Record extracts ->
__________________________________________________

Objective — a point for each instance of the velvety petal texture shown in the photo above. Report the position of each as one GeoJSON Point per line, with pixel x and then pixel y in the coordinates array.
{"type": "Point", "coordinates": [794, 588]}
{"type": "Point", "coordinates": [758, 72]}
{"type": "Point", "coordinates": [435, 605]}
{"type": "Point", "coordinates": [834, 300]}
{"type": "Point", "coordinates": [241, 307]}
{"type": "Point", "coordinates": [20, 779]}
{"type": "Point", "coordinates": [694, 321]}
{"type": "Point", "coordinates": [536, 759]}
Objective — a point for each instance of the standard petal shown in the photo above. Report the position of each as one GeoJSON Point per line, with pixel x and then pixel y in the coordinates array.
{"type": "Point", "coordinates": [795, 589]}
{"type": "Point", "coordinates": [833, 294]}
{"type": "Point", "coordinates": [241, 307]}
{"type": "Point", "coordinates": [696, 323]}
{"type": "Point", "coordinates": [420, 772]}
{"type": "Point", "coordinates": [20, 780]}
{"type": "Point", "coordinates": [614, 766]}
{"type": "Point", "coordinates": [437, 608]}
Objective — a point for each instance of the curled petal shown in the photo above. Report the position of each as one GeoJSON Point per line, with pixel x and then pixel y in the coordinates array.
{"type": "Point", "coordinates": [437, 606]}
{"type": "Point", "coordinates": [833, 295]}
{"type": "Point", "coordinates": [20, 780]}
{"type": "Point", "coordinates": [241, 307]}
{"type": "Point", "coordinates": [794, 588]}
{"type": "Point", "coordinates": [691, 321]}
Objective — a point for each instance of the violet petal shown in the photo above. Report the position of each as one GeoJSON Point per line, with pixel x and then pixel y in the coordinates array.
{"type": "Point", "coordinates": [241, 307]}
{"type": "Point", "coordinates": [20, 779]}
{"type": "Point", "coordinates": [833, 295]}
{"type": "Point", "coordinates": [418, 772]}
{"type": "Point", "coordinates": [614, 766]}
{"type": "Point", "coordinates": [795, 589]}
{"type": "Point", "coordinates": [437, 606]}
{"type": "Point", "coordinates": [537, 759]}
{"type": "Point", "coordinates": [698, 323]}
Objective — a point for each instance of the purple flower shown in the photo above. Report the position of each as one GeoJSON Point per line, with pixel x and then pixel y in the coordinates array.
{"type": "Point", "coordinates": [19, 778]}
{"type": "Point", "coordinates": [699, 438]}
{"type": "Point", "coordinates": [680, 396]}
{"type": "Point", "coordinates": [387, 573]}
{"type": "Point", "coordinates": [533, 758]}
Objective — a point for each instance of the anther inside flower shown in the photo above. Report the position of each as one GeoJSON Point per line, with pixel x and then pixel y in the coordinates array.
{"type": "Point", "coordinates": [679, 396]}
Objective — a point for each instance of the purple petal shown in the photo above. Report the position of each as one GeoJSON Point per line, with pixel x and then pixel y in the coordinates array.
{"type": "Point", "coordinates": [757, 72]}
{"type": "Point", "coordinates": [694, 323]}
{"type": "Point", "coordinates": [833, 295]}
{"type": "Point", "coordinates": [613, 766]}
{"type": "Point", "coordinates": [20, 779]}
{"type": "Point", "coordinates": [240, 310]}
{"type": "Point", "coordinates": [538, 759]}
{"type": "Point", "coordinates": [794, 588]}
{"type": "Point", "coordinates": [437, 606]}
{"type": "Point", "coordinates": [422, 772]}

__________________________________________________

Written task -> Repeat the lines from the one containing "Objective — a point for each instance of the violet" through the end of the listing, exactly and without any other lines; both ends are included.

Reply to the task ->
Objective — a point for each instance of the violet petal shown in the photo above. Report the position of each as one GeoJSON Point per line, with pixel x and then pixel y in the coordinates array.
{"type": "Point", "coordinates": [241, 307]}
{"type": "Point", "coordinates": [20, 779]}
{"type": "Point", "coordinates": [833, 295]}
{"type": "Point", "coordinates": [418, 772]}
{"type": "Point", "coordinates": [614, 766]}
{"type": "Point", "coordinates": [795, 589]}
{"type": "Point", "coordinates": [437, 606]}
{"type": "Point", "coordinates": [537, 759]}
{"type": "Point", "coordinates": [698, 323]}
Objective — a point for each instance of the purple flower shown in the photo above. Report the position of each as one GeoJSON Point per line, with pixel x and then pixel y in the coordinates array.
{"type": "Point", "coordinates": [19, 778]}
{"type": "Point", "coordinates": [699, 438]}
{"type": "Point", "coordinates": [680, 396]}
{"type": "Point", "coordinates": [387, 573]}
{"type": "Point", "coordinates": [533, 758]}
Objective — a point for each instance of the anther inside flower shown in the photo above. Report the position of each as one GeoJSON Point per line, with pixel x and then pixel y in the coordinates array.
{"type": "Point", "coordinates": [679, 396]}
Objective — a point for each instance of the purple petal shown in the photo above. Report the position of each as one GeoJSON Point per line, with pixel x and then pixel y in the coordinates array.
{"type": "Point", "coordinates": [757, 72]}
{"type": "Point", "coordinates": [694, 323]}
{"type": "Point", "coordinates": [833, 295]}
{"type": "Point", "coordinates": [613, 766]}
{"type": "Point", "coordinates": [20, 779]}
{"type": "Point", "coordinates": [240, 310]}
{"type": "Point", "coordinates": [538, 759]}
{"type": "Point", "coordinates": [794, 588]}
{"type": "Point", "coordinates": [437, 606]}
{"type": "Point", "coordinates": [422, 772]}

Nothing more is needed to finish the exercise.